Requirements
Look below for the line containing "the metal handrail". Output it and each remaining line of the entries exactly, and nothing else.

Data records

--- Start ---

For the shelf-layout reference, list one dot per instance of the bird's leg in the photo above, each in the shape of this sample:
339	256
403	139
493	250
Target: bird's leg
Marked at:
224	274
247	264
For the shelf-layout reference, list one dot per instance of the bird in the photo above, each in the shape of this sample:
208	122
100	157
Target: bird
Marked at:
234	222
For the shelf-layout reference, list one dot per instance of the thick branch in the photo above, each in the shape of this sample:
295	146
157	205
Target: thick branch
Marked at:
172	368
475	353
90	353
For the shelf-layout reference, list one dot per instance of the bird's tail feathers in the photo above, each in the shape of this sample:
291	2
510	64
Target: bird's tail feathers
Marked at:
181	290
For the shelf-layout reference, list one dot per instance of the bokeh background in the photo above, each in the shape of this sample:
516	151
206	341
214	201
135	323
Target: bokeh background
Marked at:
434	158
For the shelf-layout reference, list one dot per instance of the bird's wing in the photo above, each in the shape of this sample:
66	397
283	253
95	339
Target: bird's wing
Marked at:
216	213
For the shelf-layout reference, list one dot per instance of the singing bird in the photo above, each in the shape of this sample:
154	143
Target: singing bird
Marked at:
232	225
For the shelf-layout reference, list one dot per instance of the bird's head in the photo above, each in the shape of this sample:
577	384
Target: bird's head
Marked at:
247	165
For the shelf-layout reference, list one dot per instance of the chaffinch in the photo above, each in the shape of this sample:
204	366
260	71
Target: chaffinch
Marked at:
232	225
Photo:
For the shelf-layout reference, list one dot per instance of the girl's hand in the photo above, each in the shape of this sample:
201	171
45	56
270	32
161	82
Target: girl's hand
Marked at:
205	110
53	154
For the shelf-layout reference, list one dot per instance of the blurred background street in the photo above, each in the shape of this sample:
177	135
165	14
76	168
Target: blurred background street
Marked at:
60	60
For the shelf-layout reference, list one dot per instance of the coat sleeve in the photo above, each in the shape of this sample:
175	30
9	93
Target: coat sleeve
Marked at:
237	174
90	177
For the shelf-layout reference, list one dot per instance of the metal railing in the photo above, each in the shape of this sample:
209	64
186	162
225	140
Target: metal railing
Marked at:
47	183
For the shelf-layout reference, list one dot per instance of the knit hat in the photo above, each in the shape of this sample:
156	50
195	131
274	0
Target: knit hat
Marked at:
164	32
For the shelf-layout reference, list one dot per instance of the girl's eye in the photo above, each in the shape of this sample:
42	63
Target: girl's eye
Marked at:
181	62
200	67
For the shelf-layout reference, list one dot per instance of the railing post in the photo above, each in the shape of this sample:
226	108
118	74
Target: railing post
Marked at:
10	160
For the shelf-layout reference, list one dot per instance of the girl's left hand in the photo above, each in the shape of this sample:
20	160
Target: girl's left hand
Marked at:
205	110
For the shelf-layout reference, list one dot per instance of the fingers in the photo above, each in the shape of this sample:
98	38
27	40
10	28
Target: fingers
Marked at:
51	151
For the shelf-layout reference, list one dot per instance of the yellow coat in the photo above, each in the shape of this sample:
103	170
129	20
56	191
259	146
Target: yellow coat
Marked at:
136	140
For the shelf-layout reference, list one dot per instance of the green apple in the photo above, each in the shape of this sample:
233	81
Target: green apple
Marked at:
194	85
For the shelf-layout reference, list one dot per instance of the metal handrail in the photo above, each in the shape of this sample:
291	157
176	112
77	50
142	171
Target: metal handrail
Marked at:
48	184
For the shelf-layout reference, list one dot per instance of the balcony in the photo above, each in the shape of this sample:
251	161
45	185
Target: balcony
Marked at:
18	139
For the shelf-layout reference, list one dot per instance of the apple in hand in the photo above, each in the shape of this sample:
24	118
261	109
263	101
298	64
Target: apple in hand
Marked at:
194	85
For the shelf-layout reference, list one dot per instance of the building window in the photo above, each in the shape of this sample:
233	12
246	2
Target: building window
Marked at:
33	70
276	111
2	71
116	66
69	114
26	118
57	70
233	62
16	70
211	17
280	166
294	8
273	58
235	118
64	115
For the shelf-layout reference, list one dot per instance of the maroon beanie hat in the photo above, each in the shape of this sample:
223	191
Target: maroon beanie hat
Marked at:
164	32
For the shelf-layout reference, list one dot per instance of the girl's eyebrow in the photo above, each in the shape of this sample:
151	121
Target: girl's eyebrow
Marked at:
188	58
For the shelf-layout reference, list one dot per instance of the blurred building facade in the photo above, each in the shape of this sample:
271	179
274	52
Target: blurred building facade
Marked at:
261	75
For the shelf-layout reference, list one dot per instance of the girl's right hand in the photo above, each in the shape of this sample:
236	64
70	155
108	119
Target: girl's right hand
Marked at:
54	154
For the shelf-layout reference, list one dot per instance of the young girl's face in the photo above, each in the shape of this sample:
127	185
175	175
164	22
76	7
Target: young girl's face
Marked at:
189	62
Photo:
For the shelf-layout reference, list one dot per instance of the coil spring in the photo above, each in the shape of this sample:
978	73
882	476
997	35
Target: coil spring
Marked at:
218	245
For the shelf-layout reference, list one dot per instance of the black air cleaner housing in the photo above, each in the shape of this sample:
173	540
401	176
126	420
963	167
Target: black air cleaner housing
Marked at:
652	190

--- End ---

The response
For the shelf-layout reference, list one dot per instance of the metal handrail in the photo above, each in the shape of this sample:
291	157
176	112
77	50
142	171
Target: metal handrail
Marked at:
48	184
For the shelf-layout reference, list one dot per instance of the balcony in the photo above, each in the shape of this sample:
251	161
45	185
Target: balcony
Marked at:
18	139
For the shelf-layout reference, list one dot per instance of the apple in hand in the photo above, each in the shape of this sample:
24	118
261	109
263	101
298	64
Target: apple in hand
Marked at:
194	85
For the shelf-layout reference, list one dot per instance of the building window in the photo above, each in the shape of this sample:
233	12
246	2
Target: building window
Marked at:
33	70
276	111
2	71
116	66
69	114
26	118
57	70
233	62
16	70
211	17
280	166
294	8
273	58
235	118
64	115
For the shelf-layout reference, list one dot per instance of the maroon beanie hat in the photo above, each in the shape of this sample:
223	191
Target: maroon beanie hat
Marked at:
164	32
For the shelf-layout reference, list one dot per instance of the girl's eyebrow in the photo above, each in the shape of this sample:
151	121
Target: girl's eyebrow
Marked at:
188	58
For the shelf-layout reference, list one dot per instance of the blurred building facade in the photo above, each in the shape of this sample:
271	179
274	52
Target: blurred building facade
Marked at:
261	75
For the shelf-layout reference, list one dot per instance of the girl's right hand in the photo above, each in the shape of this sample:
236	64
70	155
108	119
Target: girl's right hand
Marked at:
54	154
For the shelf-layout reference, list one dot per instance of the young girl's face in the photo above, each in the shape of this sample:
127	185
175	175
164	22
76	7
Target: young girl's face
Marked at:
189	62
Photo:
For the shelf-layout reference, list one dot per instance of the coil spring in the photo above, each in the shape of this sample:
978	73
882	476
997	35
Target: coil spring
Marked at:
218	245
For the shelf-layout reference, list one dot per instance of the black air cleaner housing in the photo above, each in the shape of this sample:
173	540
401	176
126	420
963	167
Target: black air cleaner housing
Marked at:
652	190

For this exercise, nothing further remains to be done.